▶ _Source data_:
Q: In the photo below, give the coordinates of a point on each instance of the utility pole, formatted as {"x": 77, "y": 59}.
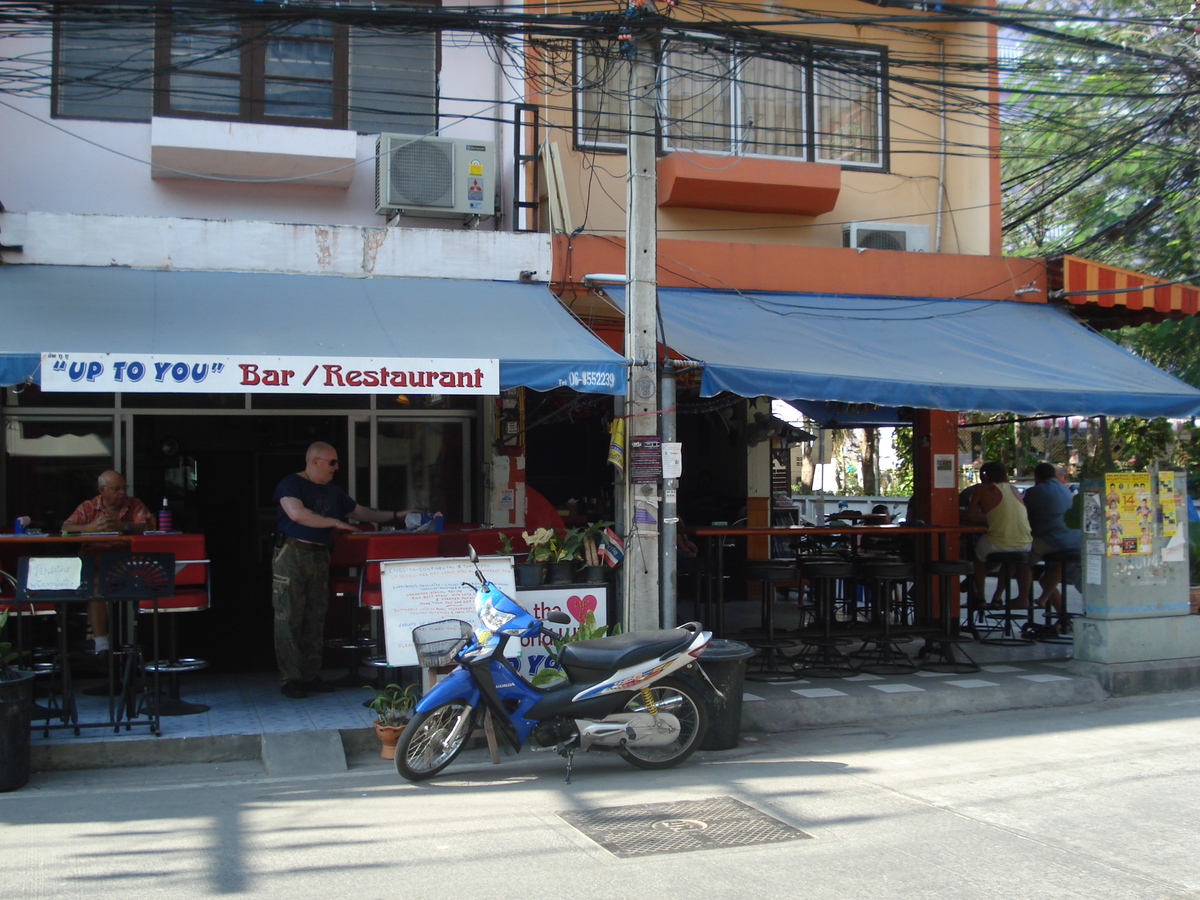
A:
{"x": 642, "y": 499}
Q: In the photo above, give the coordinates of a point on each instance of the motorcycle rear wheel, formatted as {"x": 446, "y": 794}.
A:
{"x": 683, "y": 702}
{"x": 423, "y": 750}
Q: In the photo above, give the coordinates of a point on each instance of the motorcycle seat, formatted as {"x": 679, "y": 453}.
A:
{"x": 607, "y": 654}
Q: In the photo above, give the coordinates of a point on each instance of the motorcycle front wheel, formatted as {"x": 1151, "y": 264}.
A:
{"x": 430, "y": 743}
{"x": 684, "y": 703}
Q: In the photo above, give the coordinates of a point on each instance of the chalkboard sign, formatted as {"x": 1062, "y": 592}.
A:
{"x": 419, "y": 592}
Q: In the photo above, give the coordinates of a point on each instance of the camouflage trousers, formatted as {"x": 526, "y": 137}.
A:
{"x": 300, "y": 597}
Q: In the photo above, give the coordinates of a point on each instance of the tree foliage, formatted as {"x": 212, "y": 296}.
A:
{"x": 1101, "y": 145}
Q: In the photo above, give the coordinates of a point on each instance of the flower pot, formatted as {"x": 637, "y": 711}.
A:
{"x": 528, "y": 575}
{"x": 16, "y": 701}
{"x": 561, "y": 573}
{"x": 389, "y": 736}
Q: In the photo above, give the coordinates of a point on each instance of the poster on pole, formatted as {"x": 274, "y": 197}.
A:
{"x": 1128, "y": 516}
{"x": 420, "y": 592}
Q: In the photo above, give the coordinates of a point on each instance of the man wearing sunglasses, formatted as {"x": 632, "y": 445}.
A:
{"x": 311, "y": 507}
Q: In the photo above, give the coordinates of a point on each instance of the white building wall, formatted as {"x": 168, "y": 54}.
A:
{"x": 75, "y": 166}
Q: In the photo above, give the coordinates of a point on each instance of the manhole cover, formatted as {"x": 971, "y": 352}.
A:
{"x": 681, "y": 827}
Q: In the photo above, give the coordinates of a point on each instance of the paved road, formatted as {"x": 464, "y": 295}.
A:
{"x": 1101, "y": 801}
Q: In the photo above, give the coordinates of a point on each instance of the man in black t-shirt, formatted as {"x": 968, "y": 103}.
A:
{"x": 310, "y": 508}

▶ _Directions for this task_: Write out the records in full and exactly, omitting the pictures they hold.

▶ _Response_:
Q: In the photo below, give the coordinates of a point on each instance of the utility pole, formatted as {"x": 77, "y": 59}.
A:
{"x": 642, "y": 499}
Q: In the photo above, give the coordinates of a point on each instance of the motorcycle rear wheel, formatted as {"x": 446, "y": 794}.
A:
{"x": 683, "y": 702}
{"x": 423, "y": 750}
Q: In the photo above, give the coordinates of a point on each instance of the motorcycle seat, formatted as {"x": 679, "y": 453}.
A:
{"x": 607, "y": 654}
Q: In the photo above, give the coordinates of a point on each instance of the motorcycle front wheel, formatted as {"x": 1151, "y": 264}.
A:
{"x": 430, "y": 743}
{"x": 684, "y": 703}
Q: In the photo above, give the coordinates of a point on each instance of the chalkboard sign, formatted as {"x": 1062, "y": 592}.
A:
{"x": 419, "y": 592}
Q: In the photo above, give the coordinates of a point on each instance of the camouflage trousers, formatted as {"x": 526, "y": 137}.
A:
{"x": 300, "y": 597}
Q: In the photo above, give the coordinates of a point on each instance of the tree foliage, formatted as {"x": 212, "y": 296}.
A:
{"x": 1101, "y": 145}
Q: In the photo above, give the coordinates of a point on each instance of the flower pot, formatted as {"x": 637, "y": 711}.
A:
{"x": 528, "y": 575}
{"x": 16, "y": 701}
{"x": 561, "y": 573}
{"x": 389, "y": 736}
Q: In the photo above, give the coordinates of a point on each instance of the poster on pole, formatted as {"x": 274, "y": 197}.
A:
{"x": 1128, "y": 516}
{"x": 420, "y": 592}
Q: In the photo above, give the coordinates of a point on each instance of the man wearing sunglasses, formatted as {"x": 632, "y": 445}.
A:
{"x": 311, "y": 507}
Q: In the photo above, give the coordinates of a point on each instance of the white building wall, formatted as {"x": 168, "y": 54}.
A:
{"x": 75, "y": 166}
Q: In the photo above, give the coordinates of a point on each instance of the manhole cover, formatted as {"x": 971, "y": 352}.
A:
{"x": 681, "y": 827}
Q: In the photo above, give the coordinates of a point on each instance of the paved road, formatted as {"x": 464, "y": 295}.
A:
{"x": 1101, "y": 801}
Q: In the photo above, give the coordinates of a point on each instance of the man in black t-shirt, formatted as {"x": 968, "y": 103}.
A:
{"x": 310, "y": 508}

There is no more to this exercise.